[GOAL OF THE EXERCISE]: Could you return each line below without altering a word?

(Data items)
______

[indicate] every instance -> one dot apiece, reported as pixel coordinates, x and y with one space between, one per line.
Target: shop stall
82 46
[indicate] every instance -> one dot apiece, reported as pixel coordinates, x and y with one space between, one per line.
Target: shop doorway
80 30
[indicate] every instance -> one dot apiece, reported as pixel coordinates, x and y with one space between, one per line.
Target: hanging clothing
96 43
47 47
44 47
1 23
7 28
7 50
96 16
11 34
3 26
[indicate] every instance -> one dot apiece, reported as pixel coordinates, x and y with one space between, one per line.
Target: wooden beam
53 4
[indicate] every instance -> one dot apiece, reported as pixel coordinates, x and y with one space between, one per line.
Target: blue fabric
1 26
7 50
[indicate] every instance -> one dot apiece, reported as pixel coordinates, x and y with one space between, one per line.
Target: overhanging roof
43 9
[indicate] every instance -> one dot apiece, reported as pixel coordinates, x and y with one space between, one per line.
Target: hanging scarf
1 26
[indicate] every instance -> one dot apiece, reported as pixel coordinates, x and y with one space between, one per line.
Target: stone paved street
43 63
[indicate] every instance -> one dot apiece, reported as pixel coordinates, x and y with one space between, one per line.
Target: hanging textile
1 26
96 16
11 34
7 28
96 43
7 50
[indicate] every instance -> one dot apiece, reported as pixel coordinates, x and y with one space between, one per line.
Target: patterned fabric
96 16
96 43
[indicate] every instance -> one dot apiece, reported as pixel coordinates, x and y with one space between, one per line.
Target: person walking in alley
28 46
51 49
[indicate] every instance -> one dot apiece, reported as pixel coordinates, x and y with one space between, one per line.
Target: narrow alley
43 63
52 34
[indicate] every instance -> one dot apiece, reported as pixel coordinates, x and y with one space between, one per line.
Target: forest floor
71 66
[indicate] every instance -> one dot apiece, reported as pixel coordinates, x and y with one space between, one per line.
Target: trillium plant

______

[OUTPUT BELOW]:
[indicate] every instance -> one dot apiece, reported as pixel coordinates, x and y with one space between, one per line.
Target: shop stall
82 46
[indicate] every instance -> one dot apiece, reported as pixel coordinates, x and y with one space between, one per line.
Target: shop doorway
80 30
[indicate] every instance -> one dot apiece, reported as pixel coordinates, x and y with one space between, one per line.
Target: hanging clothing
96 43
47 47
44 47
1 23
7 28
7 50
96 16
11 34
3 26
[indicate] every instance -> one dot apiece, reported as pixel coordinates, x and y with one space between, one per line.
Target: wooden beam
53 4
[indicate] every instance -> one dot apiece, reported as pixel coordinates, x and y with one space between, one per line.
Target: blue fabric
1 26
7 50
[indicate] every instance -> one dot apiece, reported as pixel coordinates, x and y with one space between, one per line.
Target: overhanging roof
43 9
[indicate] every instance -> one dot apiece, reported as pixel coordinates, x and y with one space between, one per line.
Target: hanging scarf
1 26
[indicate] every instance -> one dot apiece, reported as pixel coordinates, x and y with one space between, one per line.
Target: stone paved street
43 63
[indicate] every instance -> one dot apiece, reported as pixel coordinates, x and y with one space between, one per line.
Target: hanging textile
1 26
96 16
11 34
7 28
96 43
7 50
[indicate] every instance -> one dot apiece, reported as pixel coordinates, x and y with one space between, one per line.
Target: patterned fabric
96 16
96 43
[indicate] every instance -> one dot apiece, reported as pixel coordinates, x and y with one space between, one per line.
Target: person walking in alley
28 46
51 49
[indicate] every instance -> one dot apiece, reported as pixel coordinates, x and y with one space between, one per line.
Target: narrow alley
43 63
52 34
[indicate] every instance -> one dot apiece, reported as pixel coordinates, x and y with one space between, one per line.
Target: forest floor
71 66
[indicate] every instance -> one dot apiece, reported as pixel coordinates, x and y with one space between, one per line.
Target: trillium plant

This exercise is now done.